__TEXT EXTRACT__
########################################

Legal Services is grateful for the assistance provided by Stephen Allnutt and Kevin Corcoran of Threat Management Solutions Pty Ltd in the development of this bulletin.

Considerations when conducting an interview

Staff, particularly principals, often interview parents, caregivers, other staff and students.  Any staff member who conducts an interview for any reason should ensure that:

  • if possible, the interview is conducted in a confidential environment
  • the issues are fully understood prior to the interview and that sufficient time has been allowed so that the interview does not need to be rushed
  • he or she remains at all times polite and attentive
  • the person being interviewed is given a proper opportunity to present his or her side of the story in accordance with the principles of procedural fairness
  • any decision is based on the merits of the specific situation
  • any information provided to the person being interviewed is communicated in a way that can be readily understood and that an interpreter is used where appropriate
  • the interviewee has a support person present if he or she requests one to be present or the circumstances dictate that the person should be provided with an opportunity to have a support person present (e.g. a policy requirement) and
  • any relevant policy and legal requirements are complied with.

########################################

__SUPPLIED DATA__
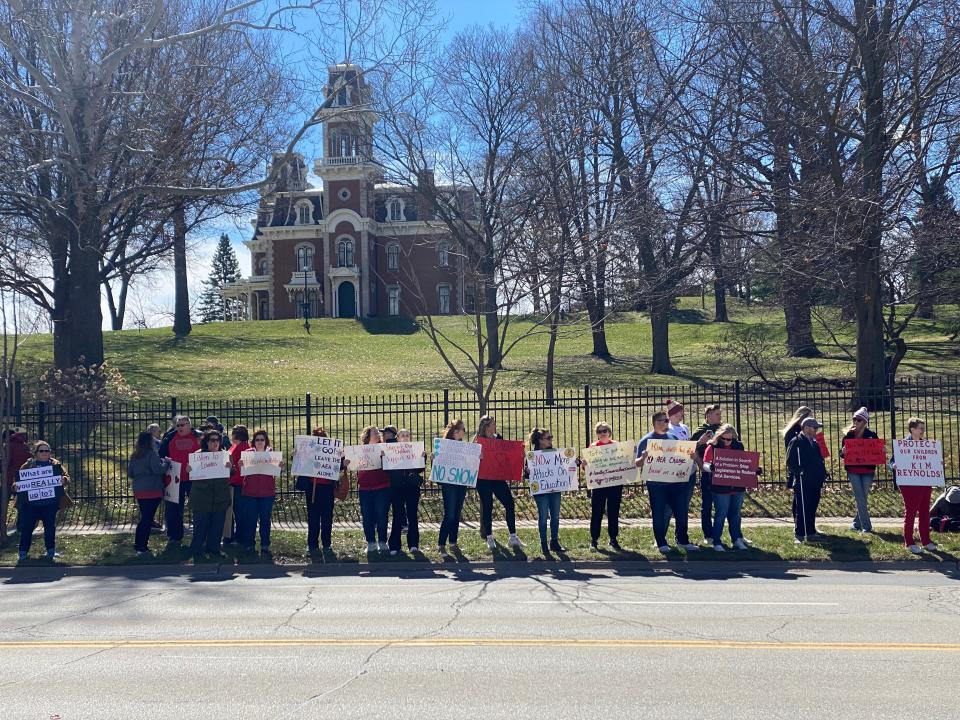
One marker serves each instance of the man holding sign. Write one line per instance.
(666, 464)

########################################

__REQUESTS__
a: Answer these questions from the interview bulletin extract:
(i) Which company provided assistance in developing the bulletin?
(ii) Which staff does the text single out as often conducting interviews?
(iii) If possible, in what kind of environment should an interview be conducted?
b: Reproduce the stretch of the interview bulletin extract from "Legal Services is" through "of this bulletin.".

__RESULTS IN ORDER__
a:
(i) Threat Management Solutions Pty Ltd
(ii) Principals
(iii) A confidential environment

b:
Legal Services is grateful for the assistance provided by Stephen Allnutt and Kevin Corcoran of Threat Management Solutions Pty Ltd in the development of this bulletin.